[Text passage]:
Difficult as it may be to conceive, the already-bad security situation in Somalia deteriorated further over the weekend.
Yet as Islamist militants brought their offensive to the edge of Mogadishu amid fierce fighting and the country’s nominal government reeled from the loss of several of its more effective members, an observer would be forgiven for thinking that the principal actors in this high-stakes drama were recreating the infamous tableau from De vita Caesarum by Suetonius wherein the Roman historian recounts how while fire raged for six days and seven nights, consuming the Eternal City, the Emperor Nero viewed the conflagration from the tower of Maecenas and sang a poem about the sack of Troy.
While it might be a gross exaggeration to blame Somalia’s “Transitional Federal Government” (TFG) and its international supporters for having set the Horn of Africa ablaze, it would not be unfair to ascribe a not insignificant share of the responsibility for the current burgeoning crisis in the subregion to their ongoing refusal to deal realistically with the situation.

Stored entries
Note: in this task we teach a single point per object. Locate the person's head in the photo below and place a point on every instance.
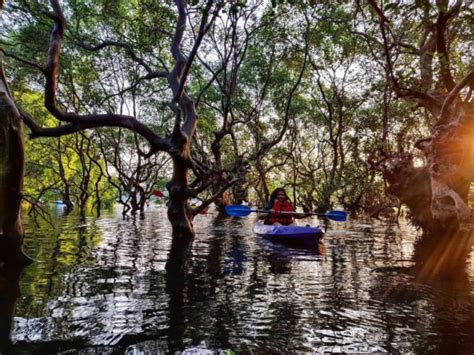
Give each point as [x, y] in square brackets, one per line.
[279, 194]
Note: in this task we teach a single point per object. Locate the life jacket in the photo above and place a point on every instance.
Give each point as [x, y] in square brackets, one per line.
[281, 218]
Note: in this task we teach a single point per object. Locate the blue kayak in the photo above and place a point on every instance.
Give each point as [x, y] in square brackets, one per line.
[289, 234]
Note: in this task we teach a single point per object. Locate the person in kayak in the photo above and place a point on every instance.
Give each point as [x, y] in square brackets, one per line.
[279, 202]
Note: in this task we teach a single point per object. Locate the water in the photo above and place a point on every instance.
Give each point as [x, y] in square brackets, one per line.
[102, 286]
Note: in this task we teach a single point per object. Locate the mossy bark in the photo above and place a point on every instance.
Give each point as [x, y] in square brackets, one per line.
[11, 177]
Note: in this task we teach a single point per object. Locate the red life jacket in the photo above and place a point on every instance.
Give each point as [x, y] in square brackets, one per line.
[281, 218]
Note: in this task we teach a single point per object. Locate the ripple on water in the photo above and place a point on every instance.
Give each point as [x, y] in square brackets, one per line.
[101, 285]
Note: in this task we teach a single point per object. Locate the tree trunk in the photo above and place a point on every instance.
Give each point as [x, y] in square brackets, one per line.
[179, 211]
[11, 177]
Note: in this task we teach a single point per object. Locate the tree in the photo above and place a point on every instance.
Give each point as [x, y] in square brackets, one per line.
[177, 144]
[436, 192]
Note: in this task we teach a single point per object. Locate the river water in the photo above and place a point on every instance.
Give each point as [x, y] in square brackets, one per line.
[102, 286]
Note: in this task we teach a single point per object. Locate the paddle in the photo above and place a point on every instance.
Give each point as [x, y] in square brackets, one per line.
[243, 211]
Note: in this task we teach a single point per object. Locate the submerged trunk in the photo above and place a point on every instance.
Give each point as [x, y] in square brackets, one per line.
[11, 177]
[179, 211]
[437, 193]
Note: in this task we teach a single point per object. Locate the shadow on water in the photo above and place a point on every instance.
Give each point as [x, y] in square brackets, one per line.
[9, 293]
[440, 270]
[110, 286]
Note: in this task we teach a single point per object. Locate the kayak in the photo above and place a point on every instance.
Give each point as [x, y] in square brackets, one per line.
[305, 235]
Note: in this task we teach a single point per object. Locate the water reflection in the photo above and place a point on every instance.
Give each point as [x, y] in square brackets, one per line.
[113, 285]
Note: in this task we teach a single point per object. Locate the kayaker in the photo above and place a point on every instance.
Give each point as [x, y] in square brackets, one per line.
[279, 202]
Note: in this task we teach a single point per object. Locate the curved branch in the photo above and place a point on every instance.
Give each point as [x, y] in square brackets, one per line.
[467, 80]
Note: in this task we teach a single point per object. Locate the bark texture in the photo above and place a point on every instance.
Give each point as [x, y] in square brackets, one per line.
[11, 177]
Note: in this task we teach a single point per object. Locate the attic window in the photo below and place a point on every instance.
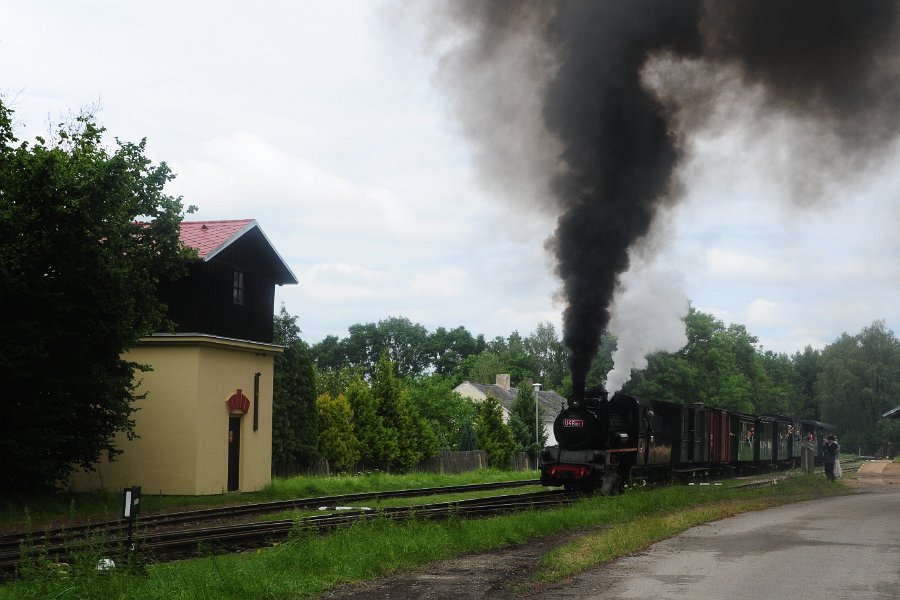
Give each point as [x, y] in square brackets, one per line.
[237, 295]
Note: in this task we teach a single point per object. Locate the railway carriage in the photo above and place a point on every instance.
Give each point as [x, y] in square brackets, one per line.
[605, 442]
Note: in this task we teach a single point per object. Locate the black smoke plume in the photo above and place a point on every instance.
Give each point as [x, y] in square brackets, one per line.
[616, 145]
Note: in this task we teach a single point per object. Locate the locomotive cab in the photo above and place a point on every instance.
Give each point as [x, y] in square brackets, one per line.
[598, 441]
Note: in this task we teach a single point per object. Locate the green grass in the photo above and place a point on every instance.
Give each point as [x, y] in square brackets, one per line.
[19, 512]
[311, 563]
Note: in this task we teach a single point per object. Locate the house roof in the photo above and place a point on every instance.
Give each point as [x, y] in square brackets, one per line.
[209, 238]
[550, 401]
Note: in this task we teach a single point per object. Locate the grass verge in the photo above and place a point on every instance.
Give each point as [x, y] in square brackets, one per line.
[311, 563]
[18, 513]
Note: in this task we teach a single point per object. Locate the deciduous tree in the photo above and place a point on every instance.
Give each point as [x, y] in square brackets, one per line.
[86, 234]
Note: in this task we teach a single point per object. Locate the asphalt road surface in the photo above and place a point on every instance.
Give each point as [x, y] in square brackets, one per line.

...

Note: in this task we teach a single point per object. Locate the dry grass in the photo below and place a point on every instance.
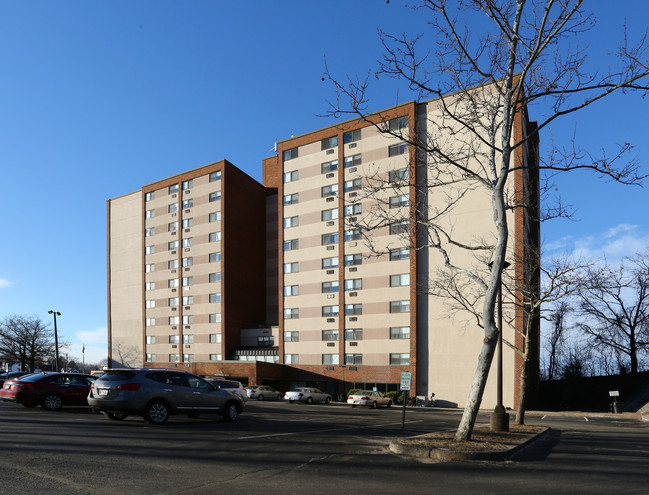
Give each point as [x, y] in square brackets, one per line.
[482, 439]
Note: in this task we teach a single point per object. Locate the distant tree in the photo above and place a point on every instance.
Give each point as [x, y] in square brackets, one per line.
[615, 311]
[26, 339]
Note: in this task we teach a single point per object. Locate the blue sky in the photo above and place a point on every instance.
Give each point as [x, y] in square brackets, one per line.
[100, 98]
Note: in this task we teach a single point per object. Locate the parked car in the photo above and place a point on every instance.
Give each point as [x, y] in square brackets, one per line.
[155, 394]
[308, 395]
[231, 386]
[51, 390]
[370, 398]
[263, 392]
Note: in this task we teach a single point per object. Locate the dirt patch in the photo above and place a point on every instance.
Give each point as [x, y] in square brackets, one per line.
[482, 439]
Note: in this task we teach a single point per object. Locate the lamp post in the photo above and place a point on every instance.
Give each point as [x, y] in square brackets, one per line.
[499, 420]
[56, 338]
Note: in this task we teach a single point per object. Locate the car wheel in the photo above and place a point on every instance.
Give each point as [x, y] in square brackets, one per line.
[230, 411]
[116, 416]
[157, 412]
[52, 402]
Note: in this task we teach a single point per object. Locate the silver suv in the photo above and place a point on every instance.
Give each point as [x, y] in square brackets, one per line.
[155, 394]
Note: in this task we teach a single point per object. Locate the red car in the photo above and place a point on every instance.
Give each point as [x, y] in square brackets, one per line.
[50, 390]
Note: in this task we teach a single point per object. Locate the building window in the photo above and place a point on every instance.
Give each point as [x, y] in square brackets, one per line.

---

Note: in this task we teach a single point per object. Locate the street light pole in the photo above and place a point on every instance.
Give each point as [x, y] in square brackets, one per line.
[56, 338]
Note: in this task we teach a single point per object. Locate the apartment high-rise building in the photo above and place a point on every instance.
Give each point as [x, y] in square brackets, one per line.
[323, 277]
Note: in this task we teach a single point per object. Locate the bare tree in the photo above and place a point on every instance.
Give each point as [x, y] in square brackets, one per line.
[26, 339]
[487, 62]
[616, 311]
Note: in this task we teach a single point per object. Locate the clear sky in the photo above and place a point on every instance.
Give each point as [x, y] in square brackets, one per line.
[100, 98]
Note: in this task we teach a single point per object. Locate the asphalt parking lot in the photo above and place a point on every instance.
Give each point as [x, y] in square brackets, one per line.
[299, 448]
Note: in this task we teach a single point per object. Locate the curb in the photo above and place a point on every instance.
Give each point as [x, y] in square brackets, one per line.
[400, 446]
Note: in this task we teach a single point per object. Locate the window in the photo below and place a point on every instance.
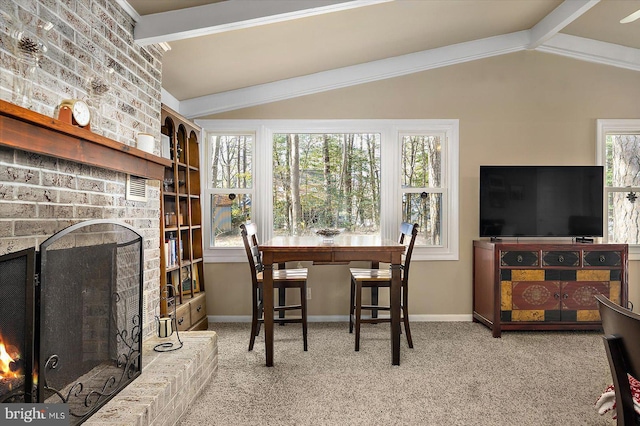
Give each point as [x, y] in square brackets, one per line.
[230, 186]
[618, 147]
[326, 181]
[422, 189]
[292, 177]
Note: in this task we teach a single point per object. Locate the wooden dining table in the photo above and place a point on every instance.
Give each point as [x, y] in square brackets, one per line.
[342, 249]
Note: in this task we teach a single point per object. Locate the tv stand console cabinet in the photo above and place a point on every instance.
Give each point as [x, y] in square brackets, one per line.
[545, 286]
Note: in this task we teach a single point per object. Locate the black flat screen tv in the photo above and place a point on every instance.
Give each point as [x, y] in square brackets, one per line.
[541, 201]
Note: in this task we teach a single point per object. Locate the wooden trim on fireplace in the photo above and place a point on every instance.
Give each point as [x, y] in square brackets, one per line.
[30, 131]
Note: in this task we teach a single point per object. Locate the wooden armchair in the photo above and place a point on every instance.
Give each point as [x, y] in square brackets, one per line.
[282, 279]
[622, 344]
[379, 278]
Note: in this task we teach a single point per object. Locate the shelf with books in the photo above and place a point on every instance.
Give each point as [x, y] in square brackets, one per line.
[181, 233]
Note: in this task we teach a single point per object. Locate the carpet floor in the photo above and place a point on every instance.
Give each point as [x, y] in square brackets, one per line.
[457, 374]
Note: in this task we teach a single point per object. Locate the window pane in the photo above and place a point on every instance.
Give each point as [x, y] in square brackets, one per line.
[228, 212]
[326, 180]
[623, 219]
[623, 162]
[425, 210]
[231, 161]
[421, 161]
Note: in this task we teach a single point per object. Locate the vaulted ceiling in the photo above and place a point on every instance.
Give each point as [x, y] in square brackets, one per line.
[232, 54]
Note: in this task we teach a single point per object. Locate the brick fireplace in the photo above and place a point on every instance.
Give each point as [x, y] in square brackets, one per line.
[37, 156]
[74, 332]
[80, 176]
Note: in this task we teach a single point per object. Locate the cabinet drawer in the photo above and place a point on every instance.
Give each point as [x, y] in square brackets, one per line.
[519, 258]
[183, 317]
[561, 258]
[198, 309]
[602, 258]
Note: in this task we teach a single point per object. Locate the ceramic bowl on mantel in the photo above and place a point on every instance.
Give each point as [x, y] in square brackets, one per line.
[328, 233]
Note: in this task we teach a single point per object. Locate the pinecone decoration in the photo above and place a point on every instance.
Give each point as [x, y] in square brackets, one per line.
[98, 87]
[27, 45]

[Assignment]: Reproduce the full text about Somalia's worsening security situation word for word.

[Solution to the problem]:
Difficult as it may be to conceive, the already-bad security situation in Somalia deteriorated further over the weekend.
Yet as Islamist militants brought their offensive to the edge of Mogadishu amid fierce fighting and the country’s nominal government reeled from the loss of several of its more effective members, an observer would be forgiven for thinking that the principal actors in this high-stakes drama were recreating the infamous tableau from De vita Caesarum by Suetonius wherein the Roman historian recounts how while fire raged for six days and seven nights, consuming the Eternal City, the Emperor Nero viewed the conflagration from the tower of Maecenas and sang a poem about the sack of Troy.
While it might be a gross exaggeration to blame Somalia’s “Transitional Federal Government” (TFG) and its international supporters for having set the Horn of Africa ablaze, it would not be unfair to ascribe a not insignificant share of the responsibility for the current burgeoning crisis in the subregion to their ongoing refusal to deal realistically with the situation.